*WRITTEN PROBLEM*: Could you copy, word for word, the stretch of lines from the one containing "of the market" through the one containing "pixel 858 709", with both ends included? Leave the pictures out of your copy.

*DATA ENTRIES*:
+++

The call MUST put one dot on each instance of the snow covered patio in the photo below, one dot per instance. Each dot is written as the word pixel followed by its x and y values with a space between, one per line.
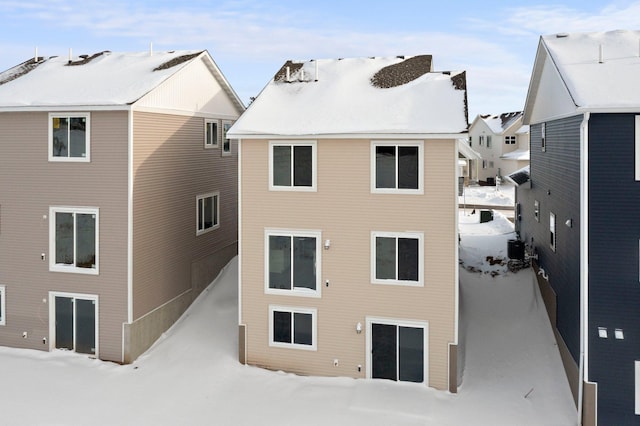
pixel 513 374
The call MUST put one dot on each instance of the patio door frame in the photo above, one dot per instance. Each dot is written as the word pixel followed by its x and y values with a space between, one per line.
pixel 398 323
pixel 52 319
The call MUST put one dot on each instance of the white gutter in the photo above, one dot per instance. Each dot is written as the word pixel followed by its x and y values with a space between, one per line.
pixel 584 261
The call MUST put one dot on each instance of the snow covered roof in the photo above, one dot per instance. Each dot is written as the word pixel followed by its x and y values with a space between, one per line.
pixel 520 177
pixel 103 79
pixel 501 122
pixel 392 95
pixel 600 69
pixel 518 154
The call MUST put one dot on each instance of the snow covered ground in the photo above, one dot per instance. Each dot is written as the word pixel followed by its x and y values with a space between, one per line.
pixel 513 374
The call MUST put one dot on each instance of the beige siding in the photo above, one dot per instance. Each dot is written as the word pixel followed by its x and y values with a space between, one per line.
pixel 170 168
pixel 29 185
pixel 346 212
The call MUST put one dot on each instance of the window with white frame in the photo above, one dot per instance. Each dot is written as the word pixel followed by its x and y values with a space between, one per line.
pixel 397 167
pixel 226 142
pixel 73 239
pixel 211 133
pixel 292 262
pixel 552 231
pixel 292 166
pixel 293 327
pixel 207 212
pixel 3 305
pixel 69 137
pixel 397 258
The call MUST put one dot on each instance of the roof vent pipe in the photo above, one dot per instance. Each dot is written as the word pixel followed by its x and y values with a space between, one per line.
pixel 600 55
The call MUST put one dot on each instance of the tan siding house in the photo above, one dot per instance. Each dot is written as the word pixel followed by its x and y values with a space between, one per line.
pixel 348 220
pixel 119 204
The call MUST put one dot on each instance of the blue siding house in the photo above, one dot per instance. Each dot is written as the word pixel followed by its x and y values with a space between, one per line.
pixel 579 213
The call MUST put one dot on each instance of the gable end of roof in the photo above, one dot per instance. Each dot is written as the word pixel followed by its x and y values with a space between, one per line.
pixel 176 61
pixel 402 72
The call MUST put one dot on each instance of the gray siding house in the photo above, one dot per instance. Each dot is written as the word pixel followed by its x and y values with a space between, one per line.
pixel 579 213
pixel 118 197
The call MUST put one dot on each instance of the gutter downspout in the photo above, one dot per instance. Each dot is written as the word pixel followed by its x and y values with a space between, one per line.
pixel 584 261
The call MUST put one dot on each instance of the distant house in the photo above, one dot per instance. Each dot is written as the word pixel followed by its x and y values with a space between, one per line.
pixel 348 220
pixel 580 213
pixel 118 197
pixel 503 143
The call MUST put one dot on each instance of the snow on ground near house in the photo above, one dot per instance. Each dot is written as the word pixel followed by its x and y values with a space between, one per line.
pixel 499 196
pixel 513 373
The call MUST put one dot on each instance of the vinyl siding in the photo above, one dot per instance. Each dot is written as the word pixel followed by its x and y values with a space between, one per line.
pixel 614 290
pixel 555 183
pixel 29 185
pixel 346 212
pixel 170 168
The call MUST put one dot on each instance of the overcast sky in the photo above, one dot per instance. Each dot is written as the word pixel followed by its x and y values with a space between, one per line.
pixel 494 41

+++

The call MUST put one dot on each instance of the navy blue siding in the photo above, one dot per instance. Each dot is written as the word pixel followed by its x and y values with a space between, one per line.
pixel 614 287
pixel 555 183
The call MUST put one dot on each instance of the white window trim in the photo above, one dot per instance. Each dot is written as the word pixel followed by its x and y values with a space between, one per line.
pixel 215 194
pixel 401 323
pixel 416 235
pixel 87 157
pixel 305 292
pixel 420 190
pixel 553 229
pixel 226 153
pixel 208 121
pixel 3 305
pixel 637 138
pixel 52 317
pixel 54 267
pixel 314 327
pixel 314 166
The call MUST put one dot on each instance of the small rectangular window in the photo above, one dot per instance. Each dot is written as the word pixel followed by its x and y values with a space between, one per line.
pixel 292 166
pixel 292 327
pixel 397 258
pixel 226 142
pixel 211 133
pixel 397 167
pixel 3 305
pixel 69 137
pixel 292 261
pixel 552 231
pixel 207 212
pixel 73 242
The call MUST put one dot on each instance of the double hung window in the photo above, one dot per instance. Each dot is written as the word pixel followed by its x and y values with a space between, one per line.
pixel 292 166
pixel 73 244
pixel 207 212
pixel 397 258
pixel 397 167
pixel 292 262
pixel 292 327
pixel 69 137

+++

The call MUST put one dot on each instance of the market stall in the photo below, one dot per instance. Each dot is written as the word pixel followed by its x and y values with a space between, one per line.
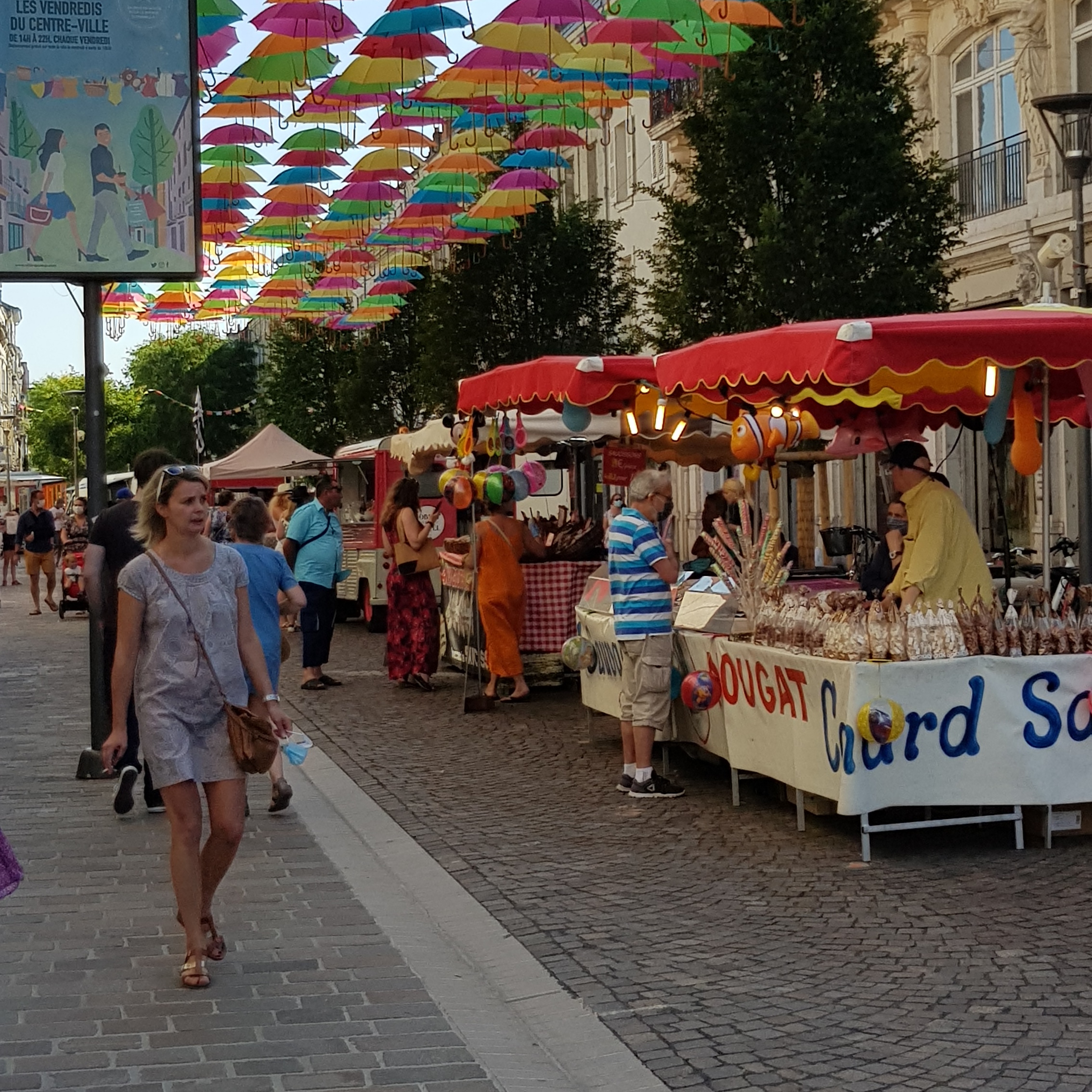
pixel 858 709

+++

*WORKED SOLUTION*:
The call MUST put one dot on each instance of the market stall in the photo below, one dot per instance. Each dot is written as the word pixel followed by its x and y values with a space between, one per line.
pixel 858 709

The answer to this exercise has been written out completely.